-- Begin Stored rows --

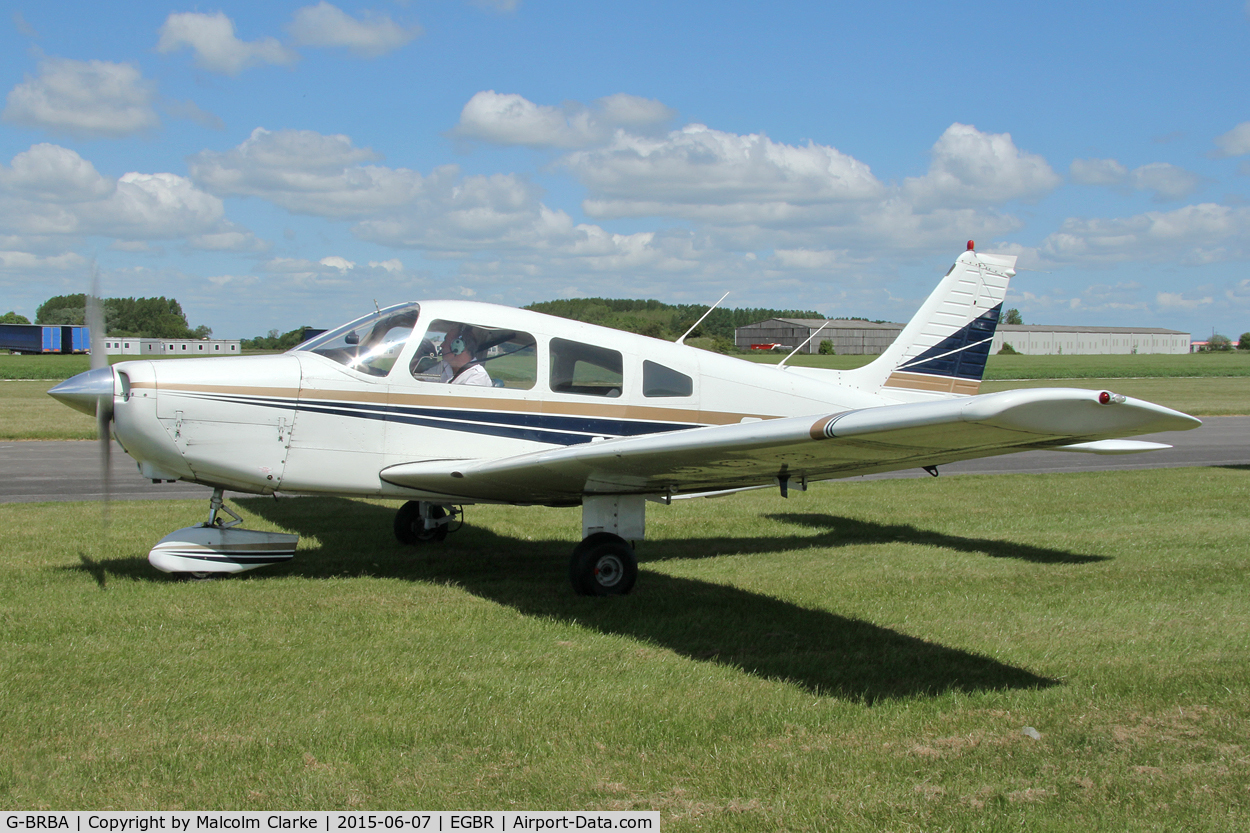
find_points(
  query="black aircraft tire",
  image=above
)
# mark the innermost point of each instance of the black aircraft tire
(603, 564)
(410, 529)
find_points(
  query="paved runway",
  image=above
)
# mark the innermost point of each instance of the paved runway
(68, 470)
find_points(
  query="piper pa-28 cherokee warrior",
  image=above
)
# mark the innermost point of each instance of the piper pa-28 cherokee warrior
(448, 403)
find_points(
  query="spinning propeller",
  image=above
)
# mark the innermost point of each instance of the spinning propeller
(91, 392)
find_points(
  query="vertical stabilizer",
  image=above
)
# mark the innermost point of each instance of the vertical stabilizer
(945, 345)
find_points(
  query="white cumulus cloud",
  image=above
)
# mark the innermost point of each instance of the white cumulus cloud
(698, 170)
(305, 173)
(973, 168)
(328, 25)
(510, 119)
(216, 46)
(84, 99)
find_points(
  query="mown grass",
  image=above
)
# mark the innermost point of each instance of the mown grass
(26, 412)
(861, 657)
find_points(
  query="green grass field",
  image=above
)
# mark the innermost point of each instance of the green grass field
(861, 657)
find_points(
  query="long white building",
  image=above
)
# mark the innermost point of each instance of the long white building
(119, 345)
(1040, 339)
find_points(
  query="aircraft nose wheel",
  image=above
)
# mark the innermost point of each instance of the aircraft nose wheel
(603, 564)
(411, 527)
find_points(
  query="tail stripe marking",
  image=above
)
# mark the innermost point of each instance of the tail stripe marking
(963, 354)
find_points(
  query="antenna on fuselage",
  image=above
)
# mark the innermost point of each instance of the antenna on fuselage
(781, 363)
(683, 339)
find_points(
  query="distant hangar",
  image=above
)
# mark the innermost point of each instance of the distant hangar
(856, 337)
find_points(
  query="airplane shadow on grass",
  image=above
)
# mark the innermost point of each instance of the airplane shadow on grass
(824, 653)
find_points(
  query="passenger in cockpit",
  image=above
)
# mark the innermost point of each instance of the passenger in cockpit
(460, 365)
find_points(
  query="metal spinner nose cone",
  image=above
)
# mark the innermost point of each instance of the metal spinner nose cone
(85, 390)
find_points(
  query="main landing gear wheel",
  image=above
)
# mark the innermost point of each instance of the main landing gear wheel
(603, 564)
(410, 527)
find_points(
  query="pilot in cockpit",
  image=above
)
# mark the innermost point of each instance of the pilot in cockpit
(460, 364)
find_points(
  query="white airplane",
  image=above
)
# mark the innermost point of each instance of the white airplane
(449, 403)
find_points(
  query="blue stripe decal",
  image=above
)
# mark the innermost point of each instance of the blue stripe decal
(961, 354)
(540, 428)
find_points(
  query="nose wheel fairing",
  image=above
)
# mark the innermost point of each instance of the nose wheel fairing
(220, 547)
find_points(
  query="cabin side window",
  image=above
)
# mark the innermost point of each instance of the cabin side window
(468, 354)
(585, 369)
(659, 380)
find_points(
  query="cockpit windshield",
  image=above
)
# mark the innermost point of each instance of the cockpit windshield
(369, 344)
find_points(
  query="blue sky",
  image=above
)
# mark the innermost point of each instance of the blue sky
(290, 163)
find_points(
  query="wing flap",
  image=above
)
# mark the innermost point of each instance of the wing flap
(836, 445)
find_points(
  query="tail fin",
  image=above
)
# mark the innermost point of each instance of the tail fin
(945, 345)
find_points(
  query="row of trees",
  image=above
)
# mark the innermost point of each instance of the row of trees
(149, 318)
(275, 340)
(663, 320)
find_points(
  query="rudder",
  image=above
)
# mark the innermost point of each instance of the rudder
(945, 347)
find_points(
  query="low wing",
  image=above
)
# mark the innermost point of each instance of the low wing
(813, 448)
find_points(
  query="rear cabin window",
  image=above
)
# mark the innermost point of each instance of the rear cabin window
(585, 369)
(659, 380)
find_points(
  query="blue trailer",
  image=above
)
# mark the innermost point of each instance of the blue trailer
(36, 338)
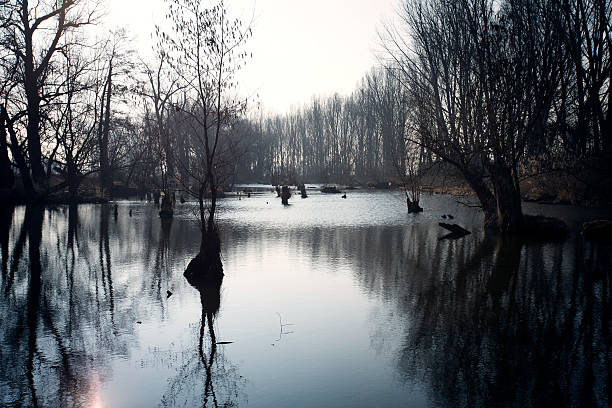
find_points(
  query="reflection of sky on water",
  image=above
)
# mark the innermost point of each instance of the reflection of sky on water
(377, 311)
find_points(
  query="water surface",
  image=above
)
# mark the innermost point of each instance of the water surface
(327, 302)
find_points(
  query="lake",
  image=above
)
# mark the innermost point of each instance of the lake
(327, 302)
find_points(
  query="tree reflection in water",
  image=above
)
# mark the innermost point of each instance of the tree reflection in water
(55, 331)
(209, 372)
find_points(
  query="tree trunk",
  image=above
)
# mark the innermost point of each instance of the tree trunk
(508, 200)
(105, 174)
(485, 197)
(7, 179)
(18, 154)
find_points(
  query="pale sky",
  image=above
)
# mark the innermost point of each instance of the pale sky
(300, 48)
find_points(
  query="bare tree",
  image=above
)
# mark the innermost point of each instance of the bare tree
(205, 49)
(33, 33)
(481, 79)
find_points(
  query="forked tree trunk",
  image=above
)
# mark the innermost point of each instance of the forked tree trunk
(485, 197)
(508, 200)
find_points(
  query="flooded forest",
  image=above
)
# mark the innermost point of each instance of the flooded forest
(440, 236)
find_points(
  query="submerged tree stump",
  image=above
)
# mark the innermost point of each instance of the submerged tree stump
(456, 231)
(413, 206)
(285, 195)
(166, 210)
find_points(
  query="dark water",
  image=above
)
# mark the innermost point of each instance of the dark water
(327, 303)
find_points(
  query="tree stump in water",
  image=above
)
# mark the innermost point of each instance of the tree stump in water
(413, 206)
(285, 195)
(456, 231)
(167, 210)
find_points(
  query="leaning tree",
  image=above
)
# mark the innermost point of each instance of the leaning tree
(481, 77)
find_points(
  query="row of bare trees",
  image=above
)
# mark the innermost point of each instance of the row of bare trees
(500, 90)
(335, 139)
(63, 97)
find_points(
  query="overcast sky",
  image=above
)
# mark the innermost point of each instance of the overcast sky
(300, 48)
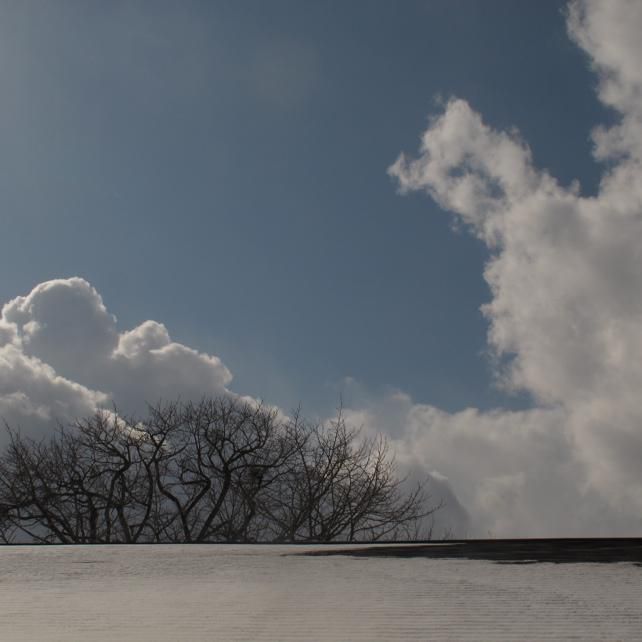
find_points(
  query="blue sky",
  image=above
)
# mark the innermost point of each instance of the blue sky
(298, 200)
(221, 167)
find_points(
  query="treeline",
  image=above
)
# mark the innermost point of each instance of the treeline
(216, 471)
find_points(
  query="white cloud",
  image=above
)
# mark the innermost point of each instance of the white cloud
(565, 315)
(61, 333)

-- End Stored rows --

» **Task prompt**
Transcribe the records above exactly, leaving out every picture.

» **Exercise solution**
find_points(
  query="black aircraft tire",
  image=above
)
# mark the innermost point of each instance of the black aircraft tire
(603, 564)
(410, 529)
find_points(
  query="paved runway",
  image=above
)
# mark the innermost point of each instance of the paved runway
(68, 470)
find_points(
  query="piper pa-28 cherokee warrior",
  image=above
)
# mark the innermost point of each instance of the piper pa-28 cherokee warrior
(448, 403)
find_points(
  query="spinning propeller",
  image=above
)
# mark the innermost point of each instance of the spinning propeller
(91, 392)
find_points(
  query="vertical stabilizer",
  image=above
)
# mark the innermost point of each instance of the vertical stabilizer
(945, 345)
find_points(
  query="white cumulus cloud",
  image=above
)
# mark the innermost point of each instance of the white cumulus cloud
(698, 170)
(305, 173)
(973, 168)
(328, 25)
(510, 119)
(216, 46)
(84, 99)
find_points(
  query="mown grass",
  image=above
)
# mark the innermost point of each instance of the mown grass
(26, 412)
(861, 657)
find_points(
  query="green grass field",
  image=above
)
# mark the innermost point of each instance of the green grass field
(861, 657)
find_points(
  query="long white building",
  image=above
)
# mark the innermost point of each instance of the long white building
(119, 345)
(1040, 339)
find_points(
  query="aircraft nose wheel",
  image=above
)
# mark the innermost point of each instance of the aircraft nose wheel
(603, 564)
(411, 527)
find_points(
  query="tail stripe marking",
  image=above
)
# mark the innermost point of each instance of the tail stripe marking
(963, 354)
find_points(
  query="antenna on fuselage",
  image=above
)
# mark the innermost point of each instance of the antenna on fuselage
(781, 363)
(683, 339)
find_points(
  query="distant hangar",
  image=above
)
# mark the innermost point of each instance of the distant hangar
(856, 337)
find_points(
  query="airplane shadow on grass",
  image=above
)
# mark the innermost point of each instance of the airplane shadow on grass
(824, 653)
find_points(
  query="passenger in cockpit",
  image=above
)
# mark the innermost point of each instance of the passenger in cockpit
(460, 365)
find_points(
  query="metal spinner nose cone",
  image=above
)
# mark the innermost point of each instance of the metal spinner nose cone
(85, 390)
find_points(
  query="main landing gear wheel",
  image=above
)
# mark the innermost point of each instance of the main landing gear wheel
(603, 564)
(410, 527)
find_points(
  query="pilot in cockpit",
  image=above
)
# mark the innermost point of each instance of the pilot in cockpit
(460, 364)
find_points(
  query="white airplane",
  image=above
)
# mark the innermost point of each instance of the white airplane
(449, 403)
find_points(
  query="blue stripe decal",
  image=above
)
# mark the innermost point of each instance of the blue stripe decal
(961, 354)
(540, 428)
find_points(
  query="nose wheel fairing",
  image=above
)
# mark the innermost point of each instance of the nose wheel fairing
(220, 547)
find_points(
  query="cabin side window",
  image=above
)
# mark the innermost point of each instance of the cabin side window
(468, 354)
(585, 369)
(659, 380)
find_points(
  query="cockpit windshield",
  image=above
)
# mark the innermost point of each instance of the cockpit windshield
(369, 344)
find_points(
  query="blue sky",
  image=above
)
# mark the innermost point of each instance of the blue sky
(290, 163)
find_points(
  query="wing flap",
  image=above
)
# mark the innermost point of each instance of the wing flap
(836, 445)
find_points(
  query="tail fin",
  image=above
)
# mark the innermost point of each instance of the tail fin
(945, 345)
find_points(
  query="row of trees",
  image=above
)
# mark the innermost point of each instance of the row of trees
(149, 318)
(275, 340)
(663, 320)
find_points(
  query="rudder",
  image=above
)
# mark the innermost point of each instance of the rudder
(945, 347)
find_points(
  query="low wing",
  image=above
)
# mark the innermost point of each instance of the low wing
(813, 448)
find_points(
  query="rear cabin window",
  image=above
)
# mark the innermost point of each instance of the rear cabin window
(585, 369)
(659, 380)
find_points(
  query="blue trailer",
  image=above
)
# mark the innermost point of each instance of the blue trailer
(36, 338)
find_points(
  query="reflection of sky on water",
  image=above
)
# mark the innermost point of each instance of the reflection of sky on water
(377, 311)
find_points(
  query="water surface",
  image=above
)
# mark the innermost point of each instance of the water surface
(327, 302)
find_points(
  query="lake",
  image=above
)
# mark the innermost point of each instance of the lake
(327, 302)
find_points(
  query="tree reflection in water",
  image=above
)
# mark the innermost point of each instance of the tree reflection in water
(55, 331)
(209, 372)
find_points(
  query="tree trunk",
  image=above
)
# mark the innermost point of each instance of the tree trunk
(508, 200)
(105, 174)
(485, 197)
(7, 179)
(18, 154)
find_points(
  query="pale sky",
  image=above
)
# mark the innermost point of each instance of the pale sky
(300, 48)
find_points(
  query="bare tree",
  image=above
)
# mark the innermost point of each instance of the bare tree
(205, 49)
(33, 33)
(481, 79)
find_points(
  query="forked tree trunk",
  image=above
)
# mark the innermost point of each instance of the forked tree trunk
(485, 197)
(508, 200)
find_points(
  query="flooded forest",
  image=above
)
# mark the innermost point of each instance of the flooded forest
(440, 236)
find_points(
  query="submerged tree stump",
  image=above
)
# mark the innermost point of each instance of the submerged tree stump
(456, 231)
(413, 206)
(285, 195)
(166, 210)
find_points(
  query="dark water",
  image=above
)
# mark the innermost point of each instance of the dark water
(327, 303)
find_points(
  query="tree stump in water",
  image=above
)
# mark the innermost point of each instance of the tree stump in water
(413, 206)
(285, 195)
(456, 231)
(167, 210)
find_points(
  query="leaning tree",
  image=above
)
# mark the innermost point of each instance of the leaning tree
(481, 77)
find_points(
  query="row of bare trees",
  image=above
)
# mark the innermost point of each instance of the row of bare trees
(500, 90)
(335, 139)
(63, 97)
find_points(
  query="overcast sky",
  image=above
)
# mark the innermost point of each instance of the overcast sky
(300, 48)
find_points(
  query="blue sky",
  image=above
)
# mark the innermost point of each instance of the blue sky
(298, 200)
(221, 167)
find_points(
  query="treeline",
  image=above
)
# mark the innermost point of each instance of the treeline
(216, 471)
find_points(
  query="white cloud",
  image=above
)
# mark the innermost point of each instance of the white cloud
(565, 315)
(61, 333)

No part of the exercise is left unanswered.